## Exercise aim
What you return must match the records below exactly, down to each character.

## Dataset entries
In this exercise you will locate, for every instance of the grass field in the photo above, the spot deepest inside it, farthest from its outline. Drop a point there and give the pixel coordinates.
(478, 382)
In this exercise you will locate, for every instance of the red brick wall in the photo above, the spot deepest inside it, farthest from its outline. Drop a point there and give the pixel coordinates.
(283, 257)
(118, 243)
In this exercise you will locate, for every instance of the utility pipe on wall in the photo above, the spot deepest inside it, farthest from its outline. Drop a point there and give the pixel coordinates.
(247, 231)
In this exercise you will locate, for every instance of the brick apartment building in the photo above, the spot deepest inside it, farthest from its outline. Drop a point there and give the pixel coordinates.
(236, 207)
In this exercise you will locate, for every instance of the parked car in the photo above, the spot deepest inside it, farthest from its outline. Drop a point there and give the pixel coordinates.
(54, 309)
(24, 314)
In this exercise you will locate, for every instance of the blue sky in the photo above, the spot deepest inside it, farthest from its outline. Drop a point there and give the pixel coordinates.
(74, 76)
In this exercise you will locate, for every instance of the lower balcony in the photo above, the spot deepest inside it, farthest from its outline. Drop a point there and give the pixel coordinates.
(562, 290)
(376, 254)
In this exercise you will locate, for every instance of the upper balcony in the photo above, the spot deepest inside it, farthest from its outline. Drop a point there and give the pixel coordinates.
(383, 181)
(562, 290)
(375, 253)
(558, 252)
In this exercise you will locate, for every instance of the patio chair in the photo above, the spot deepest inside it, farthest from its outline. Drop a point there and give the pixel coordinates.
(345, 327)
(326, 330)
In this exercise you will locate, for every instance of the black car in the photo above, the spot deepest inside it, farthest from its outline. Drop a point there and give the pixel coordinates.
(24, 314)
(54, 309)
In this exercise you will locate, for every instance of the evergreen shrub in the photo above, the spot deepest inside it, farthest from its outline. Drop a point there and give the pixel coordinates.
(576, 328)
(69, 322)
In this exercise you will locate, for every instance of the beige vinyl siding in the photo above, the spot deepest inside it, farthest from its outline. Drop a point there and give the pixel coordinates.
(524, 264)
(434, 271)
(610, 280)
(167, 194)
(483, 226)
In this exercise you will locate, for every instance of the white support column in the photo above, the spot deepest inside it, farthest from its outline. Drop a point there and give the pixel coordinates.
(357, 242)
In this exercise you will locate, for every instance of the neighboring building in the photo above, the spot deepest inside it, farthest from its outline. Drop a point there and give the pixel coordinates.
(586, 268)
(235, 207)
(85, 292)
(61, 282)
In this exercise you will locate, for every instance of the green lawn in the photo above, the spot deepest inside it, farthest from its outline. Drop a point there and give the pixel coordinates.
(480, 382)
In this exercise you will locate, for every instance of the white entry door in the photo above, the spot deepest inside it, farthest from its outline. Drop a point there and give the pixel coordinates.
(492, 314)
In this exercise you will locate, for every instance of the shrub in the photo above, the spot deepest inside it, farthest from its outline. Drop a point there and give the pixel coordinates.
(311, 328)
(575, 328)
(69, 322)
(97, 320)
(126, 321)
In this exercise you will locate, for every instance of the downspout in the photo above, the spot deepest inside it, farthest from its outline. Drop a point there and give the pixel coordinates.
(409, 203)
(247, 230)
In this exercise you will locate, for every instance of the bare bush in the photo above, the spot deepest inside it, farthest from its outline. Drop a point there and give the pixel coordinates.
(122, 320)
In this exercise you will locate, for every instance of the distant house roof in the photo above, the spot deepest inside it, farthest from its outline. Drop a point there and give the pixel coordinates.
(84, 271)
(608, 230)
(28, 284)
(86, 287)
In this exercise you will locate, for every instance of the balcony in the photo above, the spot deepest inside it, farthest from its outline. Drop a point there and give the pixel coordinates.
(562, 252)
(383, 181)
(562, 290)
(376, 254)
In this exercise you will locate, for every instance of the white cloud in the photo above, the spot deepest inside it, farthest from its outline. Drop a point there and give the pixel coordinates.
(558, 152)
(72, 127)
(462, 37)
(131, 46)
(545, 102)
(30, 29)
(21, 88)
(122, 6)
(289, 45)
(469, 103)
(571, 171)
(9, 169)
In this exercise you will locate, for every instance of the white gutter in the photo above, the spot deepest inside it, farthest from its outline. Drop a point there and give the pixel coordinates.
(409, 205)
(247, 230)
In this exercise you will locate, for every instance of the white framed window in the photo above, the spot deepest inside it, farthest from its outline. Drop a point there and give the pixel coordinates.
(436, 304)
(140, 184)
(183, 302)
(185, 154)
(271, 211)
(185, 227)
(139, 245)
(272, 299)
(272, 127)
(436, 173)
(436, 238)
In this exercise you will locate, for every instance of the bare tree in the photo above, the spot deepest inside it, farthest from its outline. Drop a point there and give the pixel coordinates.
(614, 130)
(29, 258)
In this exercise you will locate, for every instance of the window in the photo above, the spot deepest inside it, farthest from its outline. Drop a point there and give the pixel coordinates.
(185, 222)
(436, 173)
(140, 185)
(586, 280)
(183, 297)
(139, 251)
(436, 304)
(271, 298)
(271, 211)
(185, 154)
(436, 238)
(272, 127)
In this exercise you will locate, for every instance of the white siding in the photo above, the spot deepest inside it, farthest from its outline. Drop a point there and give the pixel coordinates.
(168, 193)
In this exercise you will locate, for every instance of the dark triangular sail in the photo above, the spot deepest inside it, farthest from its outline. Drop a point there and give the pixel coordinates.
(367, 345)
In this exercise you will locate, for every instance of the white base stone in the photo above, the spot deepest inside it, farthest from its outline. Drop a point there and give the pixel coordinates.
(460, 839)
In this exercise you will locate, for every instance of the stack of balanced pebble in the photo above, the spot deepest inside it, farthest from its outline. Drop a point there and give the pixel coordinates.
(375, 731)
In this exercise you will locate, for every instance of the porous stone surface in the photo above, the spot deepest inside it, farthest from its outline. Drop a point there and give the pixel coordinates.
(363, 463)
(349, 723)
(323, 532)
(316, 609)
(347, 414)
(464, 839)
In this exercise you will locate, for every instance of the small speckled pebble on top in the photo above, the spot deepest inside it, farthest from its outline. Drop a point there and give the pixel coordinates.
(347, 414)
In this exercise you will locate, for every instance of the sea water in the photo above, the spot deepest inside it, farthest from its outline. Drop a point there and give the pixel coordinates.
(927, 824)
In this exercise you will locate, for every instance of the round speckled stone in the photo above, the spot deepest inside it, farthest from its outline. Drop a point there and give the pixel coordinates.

## Result
In this exercise you will locate, for every instance of the grass field in the photo above, the spot deepest inside it, farthest from its outline. Drop a point there and give the pixel coordinates.
(478, 382)
In this exercise you will locate, for every instance of the red brick wall in the photo above, the spot deepest inside it, farthest from its outline. Drop a point there and give the pixel coordinates.
(283, 257)
(118, 243)
In this exercise you will locate, for every instance of the utility pipe on wall in the photo above, the spot deepest inside it, farthest from its outline. Drop a point there and give the pixel coordinates.
(247, 231)
In this exercise you will locate, for every instance of the brick apartment building in the photo above, the spot deepest inside it, farthest from its outline. Drop a point there and give the pixel coordinates.
(236, 207)
In this exercise you will locate, for every instance of the parked car in the photo above, the spot deepest inside it, farthest from its outline. Drop a point there and give the pixel coordinates.
(54, 309)
(24, 314)
In this exercise you will locate, for every instance of the blue sky in the photo above, the spot deepest inside it, farthest from its outline. Drop a point there and give the pixel coordinates.
(74, 76)
In this exercise you will locate, for every instance of the lower balcony in the photo above, the spot deepest inside it, farthest from its outline. Drop a point there and give the pixel coordinates.
(562, 290)
(376, 254)
In this exercise you will locate, for every instance of the upper balcony in the photo above, the spot deepest inside it, farthest from its outline. Drop a point there and give the pixel coordinates.
(383, 181)
(562, 290)
(375, 253)
(558, 252)
In this exercise you will locate, for every instance of the patio chair in the photo above, the spot deepest inside it, farthest from its outline. Drop a point there and give the pixel coordinates.
(345, 327)
(326, 330)
In this exercise you will locate, for every instance of the black car in the photo above, the spot deepest inside it, farthest from its outline. Drop a point there and give the pixel coordinates.
(24, 314)
(54, 309)
In this exercise you will locate, for every instance of the evergreen shrub in the photo above, the spot deepest inside it, farthest from its outline. Drop a point there and give the pixel coordinates.
(576, 328)
(69, 322)
In this exercise you will locate, for every instance of the beige vinyl siding in the photo above, the spot deepest inside it, farthest from its outline. Drop a point there and give the pixel coordinates.
(524, 264)
(434, 271)
(610, 280)
(167, 194)
(483, 226)
In this exercise you will locate, for every instance of the white support column in the photo above, the spot deepest inside it, farthest from its outline. Drop a point there and give the pixel coordinates.
(357, 242)
In this exercise you will locate, for every instance of the neighboring building in the photo above, the spot deepest inside it, farthest from its outline. Drop a point there and give the pixel coordinates.
(586, 268)
(235, 207)
(85, 292)
(61, 282)
In this exercise you will locate, for every instance of the green lawn in the photo above, the spot deepest inside it, farthest from its outline. Drop a point there and give the pixel coordinates.
(480, 382)
In this exercise you will locate, for every instance of the white entry door in the photo above, the spot deepest inside it, farthest from its outline. Drop a point there and give the pixel coordinates.
(492, 314)
In this exercise you will locate, for every instance of the shrub in the photo above, the spot deepest inside it, farthest from its outline. Drop a point there and give the pixel coordinates.
(311, 328)
(575, 328)
(69, 322)
(97, 320)
(126, 321)
In this exercise you will locate, for every instance of the downspout in the photo above, the spot deepest inside it, farthest from its outline. Drop a point there and give the pixel coordinates.
(409, 203)
(247, 230)
In this exercise you will locate, for every instance of the bare bush in the photo above, the spot deepest inside it, farthest from its outline. Drop a point there and give the pixel coordinates.
(122, 320)
In this exercise you will locate, for every instance of the distant house roof in the photo above, the spot deepest inside it, farthest from its outline. Drop a point there and give the pixel coordinates.
(84, 271)
(608, 230)
(28, 284)
(86, 287)
In this exercise you will locate, for every instance of the balcony in the photo above, the spot deepest inside it, farthest from its outline. Drop a point there and give the pixel coordinates.
(562, 252)
(383, 181)
(562, 290)
(376, 254)
In this exercise you will locate, for every instance of the white cloud in the photo above, the spot deepest inside it, farthest from its outline. Drop a point there and give the pixel coordinates.
(558, 152)
(72, 127)
(462, 37)
(131, 46)
(545, 102)
(30, 29)
(21, 88)
(122, 6)
(289, 45)
(469, 103)
(571, 171)
(9, 169)
In this exercise you will locate, for every instance of the white gutter in the photo above, the spot deepest inside it, farthest from its outline. Drop a point there and give the pixel coordinates.
(409, 205)
(247, 230)
In this exercise you will locate, for every instance of the white framed window in the photo above, the spot deepest inside it, farthest from its outline. Drop a point there and give the pixel coordinates.
(436, 304)
(140, 184)
(183, 302)
(185, 154)
(271, 211)
(185, 227)
(139, 245)
(272, 299)
(272, 127)
(436, 173)
(436, 238)
In this exercise you will locate, for every instance of the bare tree in the photo above, the spot deepest inside it, farthest from its outline. Drop a point there and give the pixel coordinates.
(614, 130)
(29, 258)
In this exercise you will locate, for every instance of the window in the photo above, the spot deepest inside it, farthest from its outline. Drop a point there and give the pixel coordinates.
(185, 222)
(436, 173)
(140, 185)
(586, 280)
(183, 297)
(139, 251)
(436, 304)
(271, 298)
(271, 211)
(185, 154)
(436, 238)
(272, 127)
In this exercise you will locate, for every instance of the white siding in the photo above, the spot deepest inside it, farthest from its outline. Drop a point there and give the pixel coordinates.
(168, 193)
In this exercise you will locate, for every instance of the dark triangular sail in the photo above, the spot deepest inside it, farthest from its outline. Drop a point there and give the pixel coordinates.
(367, 345)
In this exercise you will locate, for every instance of the white base stone in the photo above, the spot deepest inside it, farthest from its outline. Drop a point there and give the pixel coordinates.
(460, 839)
In this exercise you will locate, for every instance of the stack of balanced pebble in the photo above, the spot deepest inside it, farthest from its outline. Drop a point there and give the pixel coordinates.
(375, 731)
In this exercise you will locate, for every instance of the porous stone surface in the photo above, the spot deepest inside it, farthest from its outline. Drop a point there and give the pixel coordinates.
(363, 463)
(349, 723)
(323, 532)
(316, 609)
(347, 414)
(464, 839)
In this exercise you will locate, for every instance of the small speckled pebble on top in the photo above, the spot deepest inside it, farthest from its outline. Drop a point there and give the pixel coordinates.
(347, 414)
In this exercise you will locate, for every instance of the sea water in the photo above, the spot deepest inside it, farthest from its outline. Drop a point there and give the pixel coordinates.
(927, 824)
In this exercise you will locate, for every instance of the round speckled stone in the photo above, the spot deepest inside it, farthest from its outline. Drop a point there and give the pixel coordinates.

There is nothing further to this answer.